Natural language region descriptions
▼▼▼

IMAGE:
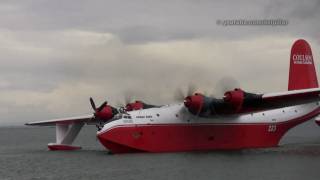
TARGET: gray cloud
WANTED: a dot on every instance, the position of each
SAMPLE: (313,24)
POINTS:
(56,54)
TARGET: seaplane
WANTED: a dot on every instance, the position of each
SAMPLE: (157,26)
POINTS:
(238,120)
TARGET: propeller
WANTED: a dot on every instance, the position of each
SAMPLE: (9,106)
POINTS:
(93,105)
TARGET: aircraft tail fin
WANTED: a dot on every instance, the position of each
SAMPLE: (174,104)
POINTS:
(302,73)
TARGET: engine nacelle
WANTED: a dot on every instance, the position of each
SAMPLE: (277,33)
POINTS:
(235,98)
(194,103)
(106,113)
(134,106)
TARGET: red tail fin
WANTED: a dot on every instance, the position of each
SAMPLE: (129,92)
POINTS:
(302,73)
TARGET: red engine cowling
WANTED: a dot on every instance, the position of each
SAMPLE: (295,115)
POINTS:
(134,106)
(105,113)
(235,98)
(194,103)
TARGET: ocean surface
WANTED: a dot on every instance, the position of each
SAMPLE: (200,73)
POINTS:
(24,155)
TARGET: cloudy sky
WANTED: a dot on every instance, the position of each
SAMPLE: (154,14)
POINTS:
(56,54)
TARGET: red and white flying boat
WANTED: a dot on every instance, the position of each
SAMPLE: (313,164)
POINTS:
(236,121)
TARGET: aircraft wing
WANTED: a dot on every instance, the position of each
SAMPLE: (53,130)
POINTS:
(63,121)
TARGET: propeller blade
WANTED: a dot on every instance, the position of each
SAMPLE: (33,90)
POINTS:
(102,106)
(93,105)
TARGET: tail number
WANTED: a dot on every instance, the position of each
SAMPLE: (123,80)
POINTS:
(272,128)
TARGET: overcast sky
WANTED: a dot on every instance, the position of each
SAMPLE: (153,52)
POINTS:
(56,54)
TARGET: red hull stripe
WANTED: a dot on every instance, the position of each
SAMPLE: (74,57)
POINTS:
(190,137)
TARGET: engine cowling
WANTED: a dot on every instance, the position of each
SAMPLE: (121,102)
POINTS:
(194,103)
(137,105)
(235,98)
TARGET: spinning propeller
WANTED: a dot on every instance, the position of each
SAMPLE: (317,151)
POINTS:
(104,112)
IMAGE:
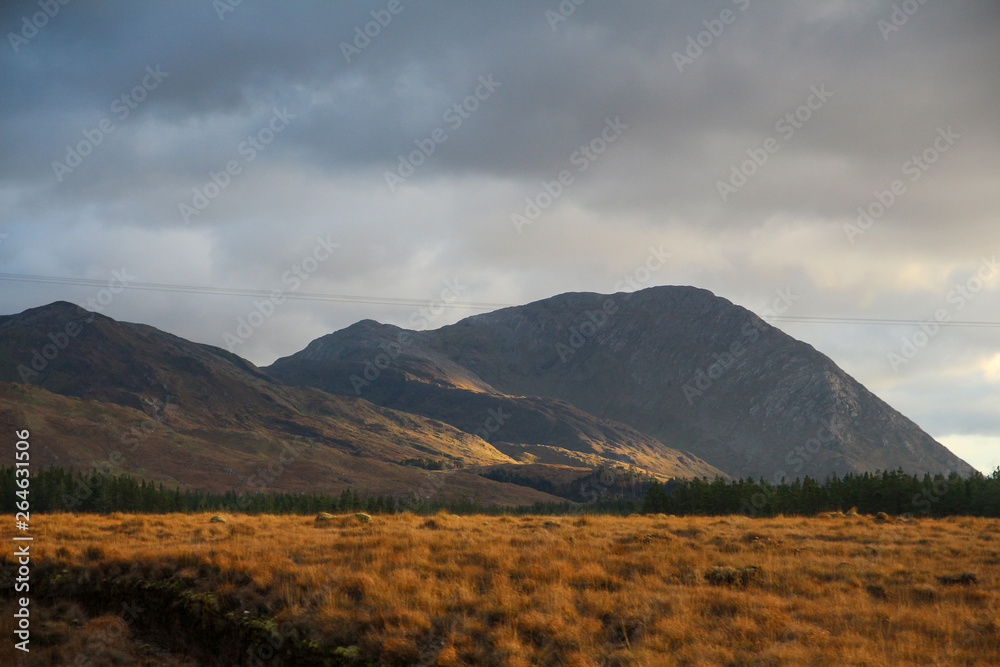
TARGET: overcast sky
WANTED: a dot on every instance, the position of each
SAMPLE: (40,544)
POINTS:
(398,150)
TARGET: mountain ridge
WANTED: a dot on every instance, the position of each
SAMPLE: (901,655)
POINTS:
(679,364)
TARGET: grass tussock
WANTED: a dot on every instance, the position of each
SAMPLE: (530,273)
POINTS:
(474,590)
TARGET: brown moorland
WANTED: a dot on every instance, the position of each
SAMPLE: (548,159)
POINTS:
(508,590)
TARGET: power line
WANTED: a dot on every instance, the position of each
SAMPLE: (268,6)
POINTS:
(473,305)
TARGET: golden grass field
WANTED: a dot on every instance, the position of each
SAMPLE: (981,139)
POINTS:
(499,590)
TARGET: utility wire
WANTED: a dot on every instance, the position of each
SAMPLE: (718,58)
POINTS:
(473,305)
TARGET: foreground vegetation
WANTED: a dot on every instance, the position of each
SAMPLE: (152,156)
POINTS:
(406,589)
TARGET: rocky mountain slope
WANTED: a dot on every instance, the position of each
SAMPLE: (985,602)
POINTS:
(680,365)
(118,397)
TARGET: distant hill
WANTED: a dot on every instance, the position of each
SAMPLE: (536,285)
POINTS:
(121,397)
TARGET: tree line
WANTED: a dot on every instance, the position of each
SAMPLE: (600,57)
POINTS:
(893,492)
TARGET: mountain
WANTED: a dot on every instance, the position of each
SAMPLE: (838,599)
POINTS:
(690,370)
(120,397)
(411,372)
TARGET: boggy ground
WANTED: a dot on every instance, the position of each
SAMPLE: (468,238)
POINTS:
(499,590)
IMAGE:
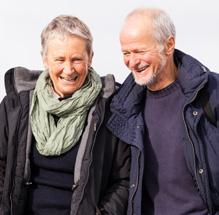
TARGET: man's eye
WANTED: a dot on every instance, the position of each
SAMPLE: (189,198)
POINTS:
(59,60)
(77,60)
(126,54)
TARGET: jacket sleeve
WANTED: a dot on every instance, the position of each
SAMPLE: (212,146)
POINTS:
(3,143)
(115,200)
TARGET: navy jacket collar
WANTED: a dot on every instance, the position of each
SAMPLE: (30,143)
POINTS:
(128,103)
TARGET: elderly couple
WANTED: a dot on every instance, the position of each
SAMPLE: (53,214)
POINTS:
(71,142)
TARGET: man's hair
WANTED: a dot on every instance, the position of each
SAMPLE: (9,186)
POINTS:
(65,25)
(163,26)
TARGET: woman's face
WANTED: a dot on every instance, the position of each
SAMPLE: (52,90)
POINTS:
(67,62)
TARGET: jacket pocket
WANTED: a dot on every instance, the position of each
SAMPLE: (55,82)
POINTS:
(210,139)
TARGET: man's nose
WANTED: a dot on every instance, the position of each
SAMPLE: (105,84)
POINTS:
(68,68)
(133,60)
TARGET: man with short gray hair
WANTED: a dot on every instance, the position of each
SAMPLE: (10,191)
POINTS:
(167,111)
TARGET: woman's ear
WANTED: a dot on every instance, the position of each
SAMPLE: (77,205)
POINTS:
(170,45)
(91,58)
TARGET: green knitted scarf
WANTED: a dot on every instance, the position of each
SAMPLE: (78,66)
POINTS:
(52,138)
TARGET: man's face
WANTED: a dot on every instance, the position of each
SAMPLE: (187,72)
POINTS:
(67,61)
(141,53)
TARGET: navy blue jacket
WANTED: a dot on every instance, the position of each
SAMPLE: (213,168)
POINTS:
(202,149)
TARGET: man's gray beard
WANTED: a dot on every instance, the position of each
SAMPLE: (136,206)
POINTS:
(153,78)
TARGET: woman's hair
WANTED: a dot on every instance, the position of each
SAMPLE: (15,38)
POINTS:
(163,26)
(65,25)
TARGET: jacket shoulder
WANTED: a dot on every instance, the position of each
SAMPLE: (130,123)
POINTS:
(20,79)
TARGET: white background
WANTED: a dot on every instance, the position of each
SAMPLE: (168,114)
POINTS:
(21,22)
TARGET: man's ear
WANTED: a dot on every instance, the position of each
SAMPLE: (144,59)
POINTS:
(170,45)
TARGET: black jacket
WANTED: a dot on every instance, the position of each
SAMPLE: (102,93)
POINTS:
(101,174)
(202,149)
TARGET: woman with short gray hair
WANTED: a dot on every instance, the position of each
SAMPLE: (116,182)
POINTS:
(56,155)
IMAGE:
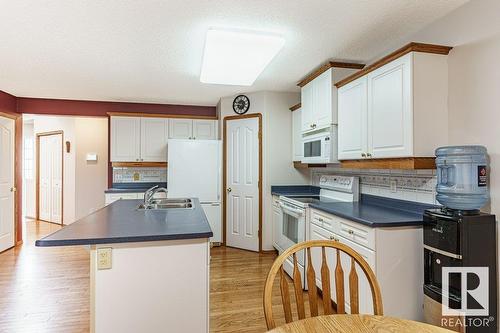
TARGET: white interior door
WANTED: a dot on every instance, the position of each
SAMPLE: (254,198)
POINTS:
(50,178)
(7,215)
(242,191)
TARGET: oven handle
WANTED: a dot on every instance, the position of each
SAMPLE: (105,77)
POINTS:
(290,211)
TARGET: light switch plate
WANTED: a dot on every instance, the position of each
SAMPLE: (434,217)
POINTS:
(104,258)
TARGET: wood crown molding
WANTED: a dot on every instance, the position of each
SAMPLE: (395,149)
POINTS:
(411,47)
(296,107)
(300,165)
(408,163)
(139,164)
(12,116)
(327,66)
(159,115)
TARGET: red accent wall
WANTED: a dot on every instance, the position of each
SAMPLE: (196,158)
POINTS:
(95,108)
(17,105)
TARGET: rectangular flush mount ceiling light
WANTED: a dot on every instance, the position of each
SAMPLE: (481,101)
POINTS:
(237,57)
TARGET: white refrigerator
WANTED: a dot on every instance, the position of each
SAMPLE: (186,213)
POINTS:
(194,170)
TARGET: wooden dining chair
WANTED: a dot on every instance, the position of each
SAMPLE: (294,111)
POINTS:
(325,282)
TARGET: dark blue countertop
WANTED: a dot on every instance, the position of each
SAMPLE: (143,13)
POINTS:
(132,187)
(377,211)
(121,222)
(296,190)
(373,211)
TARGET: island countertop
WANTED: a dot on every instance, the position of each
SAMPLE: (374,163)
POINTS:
(122,222)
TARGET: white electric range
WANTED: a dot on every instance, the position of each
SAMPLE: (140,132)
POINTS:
(295,215)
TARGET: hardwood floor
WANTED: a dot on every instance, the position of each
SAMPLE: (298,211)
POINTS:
(47,289)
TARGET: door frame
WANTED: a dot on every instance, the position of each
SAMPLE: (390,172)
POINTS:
(17,175)
(37,191)
(224,172)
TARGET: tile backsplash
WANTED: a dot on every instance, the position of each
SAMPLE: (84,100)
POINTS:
(139,175)
(412,185)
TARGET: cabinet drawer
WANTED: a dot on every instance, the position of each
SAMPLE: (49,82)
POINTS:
(323,220)
(357,233)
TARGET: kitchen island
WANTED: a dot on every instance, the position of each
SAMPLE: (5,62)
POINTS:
(149,269)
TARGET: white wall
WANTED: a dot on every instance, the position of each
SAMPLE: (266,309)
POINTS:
(84,183)
(276,145)
(91,177)
(29,202)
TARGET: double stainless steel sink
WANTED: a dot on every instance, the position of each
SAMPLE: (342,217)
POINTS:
(167,203)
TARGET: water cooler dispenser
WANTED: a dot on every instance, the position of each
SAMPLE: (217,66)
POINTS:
(461,240)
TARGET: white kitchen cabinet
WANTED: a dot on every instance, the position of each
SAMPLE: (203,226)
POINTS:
(307,107)
(394,254)
(319,99)
(125,139)
(365,295)
(201,129)
(390,112)
(395,111)
(180,128)
(154,136)
(297,146)
(353,124)
(139,139)
(204,129)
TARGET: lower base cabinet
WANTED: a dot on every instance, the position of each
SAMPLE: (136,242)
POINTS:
(395,255)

▲▲▲

**Assignment:** Which of the lines above contain "mountain"? Return them all.

**Output of the task:**
TARGET: mountain ridge
TARGET: rocky mountain slope
TARGET: mountain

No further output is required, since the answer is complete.